§ **TESTO DEL DOCUMENTO**:

○ ○ ○

Dopo un’ora di cammino siamo sempre su questa maledetta scalinata, che sembra non voglia terminare mai. Facciamo una breve sosta per bere un po’ d’acqua e incontriamo una ragazza che scende giù dal sentiero, quasi saltellando da un gradino all’altro, tutta sudata e con una cuffia da cui si sente vagamente della musica. Deve essere partita stamattina molto presto, penso, per essere già sulla via del ritorno. Ricominciamo a salire, una rampa dopo l’altra, senza ormai nessun tratto semi orizzontale. Il primo litro d’acqua è finito. La mia maglietta è talmente intrisa di sudore che debbo strizzarla per avere meno peso addosso. Sarei dovuto salire in mutande e lasciare le maglietta asciutta nello zaino, ma ormai è tardi. I gradini sono infiniti. Alcuni sono alti, che devi spingere con la mano sul ginocchio per aiutarti; altri sono lunghi, che devi fare il passo del cavallo per superarli. Ne avremo fatti mille, forse duemila, diecimila, non lo so più. Dopo due ore e mezza di salita, sempre dritta come una fucilata, raggiungiamo la vetta, o meglio il bordo di quello che una volta era un cratere e che oggi è un pianoro ricoperto di alberi e di una fitta vegetazione, in mezzo alla quale primeggiano le felci.
La via del ritorno è sempre più breve, e poi in discesa la fatica è minore, anche se le ginocchia sono messe davvero a dura prova. Raggiungiamo Santa Marina verso l’una, dopo quattro ore di “allegra escursione” fra i boschi. Una cosa è certa: senza i gradini, peraltro ben manutenuti, salire da questo versante non è cosa facile, anzi forse non è proprio possibile.
Rientriamo in porto e ci dirigiamo verso il punto dove abbiamo lasciato Ev. Non si vede ancora ma sappiamo che è lì al sicuro. Ci avviciniamo sempre più e Ev non si vede, sarà più in basso, penso. Guardo con una certa apprensione e finalmente vedo la sua poppa, ma solo in parte. Il vento lo ha spinto sotto le arcate dell’alto pontile a cui è legato, quindi è seminascosto. Quando ci avviciniamo la realtà però è un’altra. Ev è incastrato sotto il pontile, il motore fuoribordo montato a poppa è schiacciato sotto una traversina di cemento ed è tutto sgraffiato. Provo a tirarlo via da lì ma non si muove. Ci monto sopra, premendo contro un tubolare per affondarlo un po’ ma nulla da fare. A fatica riesco a far uscire da sotto il cemento la barra del timone e libero in parte il fuoribordo. Mi tolgo le scarpe, la maglietta, i pantaloncini e in mutande entro in acqua. Lella mi guada preoccupata e impotente. Mi caccio sotto il pontile, in questa specie di cubicolo non più alto di cinquanta centimetri e largo appena un metro e mezzo. Mi puntello contro un sasso sul fondo e spingo, ma non riesco a fare forza. Da sopra Lella preme sui tubolari, ma Ev non si muove. Cambio tecnica. Mi sposto lateralmente, punto i piedi sul uno dei piloni del pontile e ogni volta che l’onda si abbassa, do uno strattone laterale. Guadagno qualche centimetro, spostando lentamente la prua a destra e a sinistra. Aspetto che l’onda scenda per smuoverlo ulteriormente e faccio dei progressi. Guardo il soffitto sopra la mia testa e penso che se arriva un’onda più forte delle altre dovrò trattenere il fiato a lungo se non voglio fare la fine del topo. Si muove, la prua adesso è quasi fuori, tiro con forza un’ultima volta e quasi rimbalzando sull’acqua Ev salta via dal suo innaturale rifugio.

○ ○ ○

§ **CONSEGNA**: Riscrivi il passo del testo sull'escursione che parte da "La via del ritorno è" e prosegue fino a "è proprio possibile.", scambiando "quattro ore" con "cinque ore".

Record da una raccolta di dati

○ ○ ○

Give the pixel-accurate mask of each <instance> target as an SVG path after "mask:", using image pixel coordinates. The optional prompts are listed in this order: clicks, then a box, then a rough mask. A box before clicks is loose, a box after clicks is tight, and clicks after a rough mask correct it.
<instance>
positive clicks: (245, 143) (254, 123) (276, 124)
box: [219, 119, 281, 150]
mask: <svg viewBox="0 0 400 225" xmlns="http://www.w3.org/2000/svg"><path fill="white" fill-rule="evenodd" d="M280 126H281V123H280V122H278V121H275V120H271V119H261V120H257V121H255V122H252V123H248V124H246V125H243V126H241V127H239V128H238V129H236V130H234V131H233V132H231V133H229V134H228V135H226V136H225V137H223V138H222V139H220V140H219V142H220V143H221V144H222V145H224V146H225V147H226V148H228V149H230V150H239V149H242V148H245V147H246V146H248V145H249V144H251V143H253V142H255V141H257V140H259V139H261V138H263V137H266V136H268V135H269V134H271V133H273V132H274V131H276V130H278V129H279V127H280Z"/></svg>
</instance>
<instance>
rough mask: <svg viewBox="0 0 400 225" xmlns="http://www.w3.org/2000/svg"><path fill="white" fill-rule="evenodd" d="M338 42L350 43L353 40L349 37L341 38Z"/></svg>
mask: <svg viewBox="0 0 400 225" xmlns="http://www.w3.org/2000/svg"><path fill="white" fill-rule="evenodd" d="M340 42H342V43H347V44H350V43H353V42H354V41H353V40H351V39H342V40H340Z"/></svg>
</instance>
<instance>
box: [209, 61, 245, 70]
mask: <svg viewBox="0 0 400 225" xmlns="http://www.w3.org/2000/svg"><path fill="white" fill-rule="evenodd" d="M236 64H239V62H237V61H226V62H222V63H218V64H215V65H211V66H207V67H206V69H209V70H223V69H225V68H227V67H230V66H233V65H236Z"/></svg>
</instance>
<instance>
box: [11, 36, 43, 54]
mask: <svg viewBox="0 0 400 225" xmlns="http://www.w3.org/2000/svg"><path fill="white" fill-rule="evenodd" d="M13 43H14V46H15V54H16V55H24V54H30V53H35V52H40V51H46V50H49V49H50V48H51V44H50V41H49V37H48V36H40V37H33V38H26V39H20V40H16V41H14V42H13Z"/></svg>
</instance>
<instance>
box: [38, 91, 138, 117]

○ ○ ○

§ **SPAZIO RISPOSTA**:
La via del ritorno è sempre più breve, e poi in discesa la fatica è minore, anche se le ginocchia sono messe davvero a dura prova. Raggiungiamo Santa Marina verso l’una, dopo cinque ore di “allegra escursione” fra i boschi. Una cosa è certa: senza i gradini, peraltro ben manutenuti, salire da questo versante non è cosa facile, anzi forse non è proprio possibile.